PAGE EXCERPT »
■ ■ ■
Collecting the agent-based model simulation output results with Python

This is the final post of the coding project in support of replicating the results in my Tick Pilot Agent-Based Modeling paper. The previous post developed the Runner class for running a single simulation. The final step is to write a wrapper that imports the Runner and runs a set of related simulations and then collects output data to be used as inputs for the charts and tables in the paper. First I will walk through the wrapper code. Then I will provide some details for running the entire set of 4,800 simulations on AWS EC2 Ubuntu servers.
■ ■ ■
Rows from a box labeling dataset:
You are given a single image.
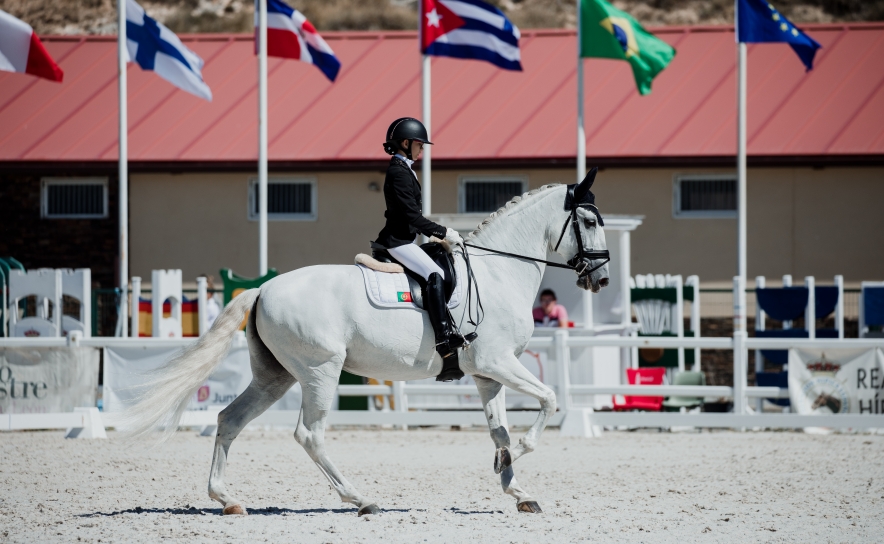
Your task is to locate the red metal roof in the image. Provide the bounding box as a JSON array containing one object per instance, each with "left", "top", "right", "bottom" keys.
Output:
[{"left": 0, "top": 24, "right": 884, "bottom": 166}]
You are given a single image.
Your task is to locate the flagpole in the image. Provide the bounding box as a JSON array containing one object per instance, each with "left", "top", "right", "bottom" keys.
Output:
[
  {"left": 258, "top": 0, "right": 267, "bottom": 276},
  {"left": 735, "top": 20, "right": 747, "bottom": 331},
  {"left": 577, "top": 0, "right": 586, "bottom": 183},
  {"left": 421, "top": 55, "right": 433, "bottom": 216},
  {"left": 117, "top": 0, "right": 129, "bottom": 337}
]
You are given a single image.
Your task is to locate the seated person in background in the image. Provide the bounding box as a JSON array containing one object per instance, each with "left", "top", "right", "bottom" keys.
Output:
[{"left": 534, "top": 289, "right": 568, "bottom": 328}]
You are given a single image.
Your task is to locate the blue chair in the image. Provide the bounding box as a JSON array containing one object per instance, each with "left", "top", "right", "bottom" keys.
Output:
[{"left": 859, "top": 281, "right": 884, "bottom": 338}]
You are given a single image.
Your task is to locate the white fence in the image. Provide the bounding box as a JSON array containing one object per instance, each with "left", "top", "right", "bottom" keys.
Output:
[{"left": 0, "top": 329, "right": 884, "bottom": 436}]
■ ■ ■
COMPLETE THE FOLLOWING »
- a) According to the page excerpt, how many simulations are in the entire set?
- b) Update the whole listing by replacing "bounding box" with "enclosing box" everywhere it appears, keeping everything else the same. Leave the pictures out.

RESPONSES »
- a) 4,800

- b)
You are given a single image.
Your task is to locate the red metal roof in the image. Provide the enclosing box as a JSON array containing one object per instance, each with "left", "top", "right", "bottom" keys.
Output:
[{"left": 0, "top": 24, "right": 884, "bottom": 166}]
You are given a single image.
Your task is to locate the flagpole in the image. Provide the enclosing box as a JSON array containing one object per instance, each with "left", "top", "right", "bottom" keys.
Output:
[
  {"left": 258, "top": 0, "right": 267, "bottom": 276},
  {"left": 735, "top": 20, "right": 747, "bottom": 331},
  {"left": 577, "top": 0, "right": 586, "bottom": 183},
  {"left": 421, "top": 55, "right": 433, "bottom": 216},
  {"left": 117, "top": 0, "right": 129, "bottom": 337}
]
You are given a single image.
Your task is to locate the seated person in background in the image. Provide the enclosing box as a JSON array containing one object per instance, each with "left", "top", "right", "bottom" keys.
Output:
[{"left": 534, "top": 289, "right": 568, "bottom": 328}]
You are given a single image.
Your task is to locate the blue chair in the image. Provide the enclosing box as a JSON array containing one object per instance, each with "left", "top", "right", "bottom" keys.
Output:
[{"left": 859, "top": 281, "right": 884, "bottom": 338}]
You are given a single image.
Your task is to locate the white fence in the image. Provide the enclosing box as a JSON array containing one object per instance, each with "left", "top", "right", "bottom" keys.
Output:
[{"left": 0, "top": 329, "right": 884, "bottom": 436}]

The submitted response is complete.